Below are the records; copy every line in them that holds the string "stone".

# [STUDY MATERIAL]
=-=-=

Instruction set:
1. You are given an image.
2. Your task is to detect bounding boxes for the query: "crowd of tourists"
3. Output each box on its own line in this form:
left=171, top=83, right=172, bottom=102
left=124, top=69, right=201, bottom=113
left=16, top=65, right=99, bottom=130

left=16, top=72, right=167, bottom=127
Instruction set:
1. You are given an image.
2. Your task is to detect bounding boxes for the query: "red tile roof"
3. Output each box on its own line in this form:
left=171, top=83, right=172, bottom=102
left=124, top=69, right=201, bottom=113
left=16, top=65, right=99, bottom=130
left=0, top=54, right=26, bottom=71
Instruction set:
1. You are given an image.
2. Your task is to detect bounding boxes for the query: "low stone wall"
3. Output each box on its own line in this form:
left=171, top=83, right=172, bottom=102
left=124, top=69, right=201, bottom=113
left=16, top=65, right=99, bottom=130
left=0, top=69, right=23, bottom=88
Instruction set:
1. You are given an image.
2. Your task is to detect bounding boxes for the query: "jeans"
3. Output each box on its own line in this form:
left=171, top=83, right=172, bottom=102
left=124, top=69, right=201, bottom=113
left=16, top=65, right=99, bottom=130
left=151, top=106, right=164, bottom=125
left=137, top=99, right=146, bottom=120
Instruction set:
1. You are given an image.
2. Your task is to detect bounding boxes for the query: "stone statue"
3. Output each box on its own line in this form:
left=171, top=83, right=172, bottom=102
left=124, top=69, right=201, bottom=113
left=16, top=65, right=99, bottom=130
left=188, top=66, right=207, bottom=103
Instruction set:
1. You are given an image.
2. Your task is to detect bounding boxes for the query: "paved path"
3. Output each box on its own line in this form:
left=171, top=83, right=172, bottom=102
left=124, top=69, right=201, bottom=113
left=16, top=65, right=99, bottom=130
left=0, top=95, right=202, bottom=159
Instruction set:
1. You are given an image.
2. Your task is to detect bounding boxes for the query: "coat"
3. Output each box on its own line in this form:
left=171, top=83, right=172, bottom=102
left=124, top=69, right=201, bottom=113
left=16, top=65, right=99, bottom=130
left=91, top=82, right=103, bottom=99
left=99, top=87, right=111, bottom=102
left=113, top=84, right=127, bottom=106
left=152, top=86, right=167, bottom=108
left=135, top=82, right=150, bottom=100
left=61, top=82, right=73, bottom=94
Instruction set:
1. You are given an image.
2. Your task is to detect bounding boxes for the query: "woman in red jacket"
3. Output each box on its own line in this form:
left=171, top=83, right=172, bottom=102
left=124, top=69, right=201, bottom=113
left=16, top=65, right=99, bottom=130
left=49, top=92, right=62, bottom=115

=-=-=

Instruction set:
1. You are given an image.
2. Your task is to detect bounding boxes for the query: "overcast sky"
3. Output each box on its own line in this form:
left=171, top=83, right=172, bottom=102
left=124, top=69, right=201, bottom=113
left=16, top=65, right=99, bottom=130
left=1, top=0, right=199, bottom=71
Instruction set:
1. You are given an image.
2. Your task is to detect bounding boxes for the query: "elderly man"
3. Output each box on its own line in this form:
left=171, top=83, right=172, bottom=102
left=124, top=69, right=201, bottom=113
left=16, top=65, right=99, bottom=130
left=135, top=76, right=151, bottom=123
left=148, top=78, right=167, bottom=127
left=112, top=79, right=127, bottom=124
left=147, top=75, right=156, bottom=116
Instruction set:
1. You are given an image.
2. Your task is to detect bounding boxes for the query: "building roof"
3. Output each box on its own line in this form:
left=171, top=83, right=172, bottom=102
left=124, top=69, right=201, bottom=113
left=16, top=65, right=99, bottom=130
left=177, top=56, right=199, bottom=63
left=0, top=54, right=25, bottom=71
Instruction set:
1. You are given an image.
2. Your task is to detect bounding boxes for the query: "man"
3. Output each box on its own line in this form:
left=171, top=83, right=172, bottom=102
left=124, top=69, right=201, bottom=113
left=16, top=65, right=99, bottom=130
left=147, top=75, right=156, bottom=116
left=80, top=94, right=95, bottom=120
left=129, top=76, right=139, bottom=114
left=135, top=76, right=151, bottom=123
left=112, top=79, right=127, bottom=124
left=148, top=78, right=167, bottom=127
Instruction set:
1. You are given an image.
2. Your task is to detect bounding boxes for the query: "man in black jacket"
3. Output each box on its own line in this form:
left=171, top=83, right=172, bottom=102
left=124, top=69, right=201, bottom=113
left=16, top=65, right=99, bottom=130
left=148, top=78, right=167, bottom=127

=-=-=

# [EXERCISE OUTPUT]
2. Your task is to detect bounding boxes for the query: "low stone wall"
2. Your task is to detect bounding boxes for the query: "stone statue"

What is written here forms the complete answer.